■ INSTRUCTIONS TO FOLLOW: Quote the data below word for word, from the first line to the last.

[PROVIDED RECORDS start]

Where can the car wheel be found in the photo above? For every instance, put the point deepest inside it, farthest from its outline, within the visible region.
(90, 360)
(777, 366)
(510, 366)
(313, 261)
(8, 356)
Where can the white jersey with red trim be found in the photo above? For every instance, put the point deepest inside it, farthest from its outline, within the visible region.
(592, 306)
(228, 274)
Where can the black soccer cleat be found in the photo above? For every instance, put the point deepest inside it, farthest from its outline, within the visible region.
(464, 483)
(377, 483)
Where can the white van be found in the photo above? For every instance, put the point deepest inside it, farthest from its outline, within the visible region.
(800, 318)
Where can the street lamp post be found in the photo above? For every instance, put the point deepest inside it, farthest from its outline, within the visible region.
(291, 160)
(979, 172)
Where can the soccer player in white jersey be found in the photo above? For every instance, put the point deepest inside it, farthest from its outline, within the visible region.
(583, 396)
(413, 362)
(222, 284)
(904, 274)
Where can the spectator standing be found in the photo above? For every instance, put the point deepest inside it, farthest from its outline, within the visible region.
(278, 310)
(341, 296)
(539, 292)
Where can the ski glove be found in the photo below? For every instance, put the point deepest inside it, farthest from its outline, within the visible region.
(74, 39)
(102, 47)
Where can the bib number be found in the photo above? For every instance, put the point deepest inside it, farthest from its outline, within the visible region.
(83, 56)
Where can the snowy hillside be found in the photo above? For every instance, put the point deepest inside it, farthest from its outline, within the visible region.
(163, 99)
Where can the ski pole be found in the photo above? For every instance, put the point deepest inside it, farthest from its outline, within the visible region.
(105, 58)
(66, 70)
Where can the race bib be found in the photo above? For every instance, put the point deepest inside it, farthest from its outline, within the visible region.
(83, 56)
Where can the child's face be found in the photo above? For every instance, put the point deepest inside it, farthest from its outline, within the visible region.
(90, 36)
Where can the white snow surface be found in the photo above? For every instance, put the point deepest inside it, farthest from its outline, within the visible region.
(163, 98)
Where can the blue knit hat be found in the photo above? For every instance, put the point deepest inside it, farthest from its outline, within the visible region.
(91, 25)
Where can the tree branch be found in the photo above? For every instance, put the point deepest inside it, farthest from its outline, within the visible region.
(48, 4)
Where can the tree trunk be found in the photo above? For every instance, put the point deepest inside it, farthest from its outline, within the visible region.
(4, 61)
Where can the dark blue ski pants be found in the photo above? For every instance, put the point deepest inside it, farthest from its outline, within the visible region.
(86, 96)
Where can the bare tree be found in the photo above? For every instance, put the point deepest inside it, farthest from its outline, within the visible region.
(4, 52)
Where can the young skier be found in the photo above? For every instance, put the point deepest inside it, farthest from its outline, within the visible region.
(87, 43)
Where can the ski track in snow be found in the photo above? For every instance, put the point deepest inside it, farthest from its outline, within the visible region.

[PROVIDED RECORDS end]

■ RESPONSE:
Where can the car wheel be found in the photo above? For every instance, put the point deepest inside it, farthest from its outline, within the visible region.
(90, 360)
(777, 366)
(510, 366)
(313, 261)
(8, 356)
Where can the white jersey with red trim be found in the photo above? For every instance, put the point deepest inside it, farthest from its outline, within the visible region.
(592, 306)
(228, 274)
Where can the black soccer cleat be found in the photo above? For every instance, put the point deepest inside it, farthest from its outline, within the visible region.
(464, 483)
(377, 483)
Where can the white van be found in the photo above? For every instance, put the point deepest inside it, farthest from its outline, within the visible region.
(800, 318)
Where can the street lamp post be found in the photo above? For every instance, put the point deepest inside it, farthest from its outline, within the visible region.
(291, 160)
(979, 172)
Where can the soccer player in white jersey be found in the photo above? For every instance, put the point deepest inside it, farthest from its outline, within the visible region.
(583, 396)
(413, 362)
(222, 284)
(904, 274)
Where can the spectator standing be found in the photo above? For every instance, put the point deepest inside it, farthest from its outline, within the visible region.
(278, 310)
(341, 296)
(539, 292)
Where can the ski glove be found in the photo below? For every instance, put the point deepest inside it, farthest from its outline, within the visible region.
(74, 39)
(102, 47)
Where can the bib number be found in the photo above? For every instance, put the point deepest inside it, farthest from its outline, within the visible region.
(83, 56)
Where can the snowy hillside be found in the photo above? For every instance, put the point deepest inside it, farthest from its outline, within the visible region.
(163, 99)
Where can the ski pole be found in the photo above? For every instance, put the point deepest inside it, farthest from its outline, within the visible region.
(105, 58)
(66, 70)
Where can the race bib be found in the photo above? For every instance, put the point deepest inside it, farthest from its outline, within the visible region.
(83, 56)
Where can the child's face be found in the photo above? For every instance, put the point deepest inside it, farthest from its outline, within the visible region.
(90, 36)
Where can the white snow surface be found in the photo above? For every instance, put the point deepest inside it, farthest from its outline, within the visible region.
(163, 98)
Where can the blue knit hat be found in the photo above? For every instance, put the point deepest inside it, farthest from its outline, within the visible region.
(91, 25)
Where can the tree branch be found in the photo above? For every instance, put the point deepest inside it, farthest from its outline, within the visible region.
(48, 4)
Where can the tree trunk be found in the photo above? For every instance, put the point deepest inside it, farthest from its outline, within the visible region.
(4, 61)
Where can the dark blue ski pants be found in the photo above? For every instance, put the point deepest inside it, farthest from its outline, within the visible region.
(86, 96)
Where can the bare tree be found in the photo above? For every instance, put the point deepest inside it, farthest from its outline, within the visible region.
(4, 52)
Where can the young skier be found in the photo above? For every instance, put the point deepest inside it, farthest from its outline, within the visible region.
(87, 43)
Where can the ski track in snow be found in the photo above? For every instance, put the point deepest inside it, farthest from its outline, within the visible region.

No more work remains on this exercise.